─── LISTED ENTRIES

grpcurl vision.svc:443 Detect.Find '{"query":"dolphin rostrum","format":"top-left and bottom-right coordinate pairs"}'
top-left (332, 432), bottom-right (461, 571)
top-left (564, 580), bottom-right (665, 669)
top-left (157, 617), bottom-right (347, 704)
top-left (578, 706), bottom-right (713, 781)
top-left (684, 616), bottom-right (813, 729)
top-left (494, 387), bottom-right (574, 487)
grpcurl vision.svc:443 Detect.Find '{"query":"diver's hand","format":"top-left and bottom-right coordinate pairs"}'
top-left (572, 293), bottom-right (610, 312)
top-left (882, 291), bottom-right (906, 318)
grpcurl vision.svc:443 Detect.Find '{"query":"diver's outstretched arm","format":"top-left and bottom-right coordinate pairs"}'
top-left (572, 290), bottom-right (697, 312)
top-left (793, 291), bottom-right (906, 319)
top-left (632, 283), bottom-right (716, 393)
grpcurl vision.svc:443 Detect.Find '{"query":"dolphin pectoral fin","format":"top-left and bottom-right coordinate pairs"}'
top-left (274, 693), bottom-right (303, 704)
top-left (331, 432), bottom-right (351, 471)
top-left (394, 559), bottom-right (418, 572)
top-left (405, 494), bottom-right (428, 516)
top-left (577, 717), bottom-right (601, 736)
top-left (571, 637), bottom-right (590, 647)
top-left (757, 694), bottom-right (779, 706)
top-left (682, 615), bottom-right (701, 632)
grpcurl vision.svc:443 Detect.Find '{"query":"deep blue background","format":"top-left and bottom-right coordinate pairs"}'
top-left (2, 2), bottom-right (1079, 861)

──────

The data given above must be transcribed exactly and completely.

grpcurl vision.svc:443 Detect.Find '{"query":"dolphin rostrum","format":"top-left and bottom-right coordinate pairs"}'
top-left (332, 432), bottom-right (461, 571)
top-left (564, 580), bottom-right (665, 669)
top-left (157, 617), bottom-right (347, 704)
top-left (578, 706), bottom-right (713, 781)
top-left (684, 616), bottom-right (813, 729)
top-left (494, 387), bottom-right (574, 487)
grpcurl vision.svc:443 Detect.Find '{"query":"diver's hand","format":"top-left and bottom-right coordinate pairs"}'
top-left (572, 293), bottom-right (610, 312)
top-left (882, 291), bottom-right (906, 318)
grpcurl vision.svc:443 Detect.Find '{"query":"diver's outstretched arm","format":"top-left and bottom-right coordinate pairs"}'
top-left (572, 290), bottom-right (697, 312)
top-left (793, 291), bottom-right (906, 319)
top-left (632, 283), bottom-right (716, 393)
grpcurl vision.svc:443 Detect.Find '{"query":"dolphin pectoral fin","format":"top-left and bottom-right coordinate pairs"}'
top-left (274, 693), bottom-right (303, 704)
top-left (331, 432), bottom-right (351, 471)
top-left (394, 559), bottom-right (418, 572)
top-left (405, 494), bottom-right (428, 516)
top-left (577, 717), bottom-right (601, 736)
top-left (571, 637), bottom-right (590, 647)
top-left (757, 694), bottom-right (779, 706)
top-left (682, 615), bottom-right (701, 632)
grpcurl vision.svc:443 Detect.Find '{"query":"deep blue background","format":"top-left and bottom-right coordinate pairs"}'
top-left (2, 2), bottom-right (1079, 861)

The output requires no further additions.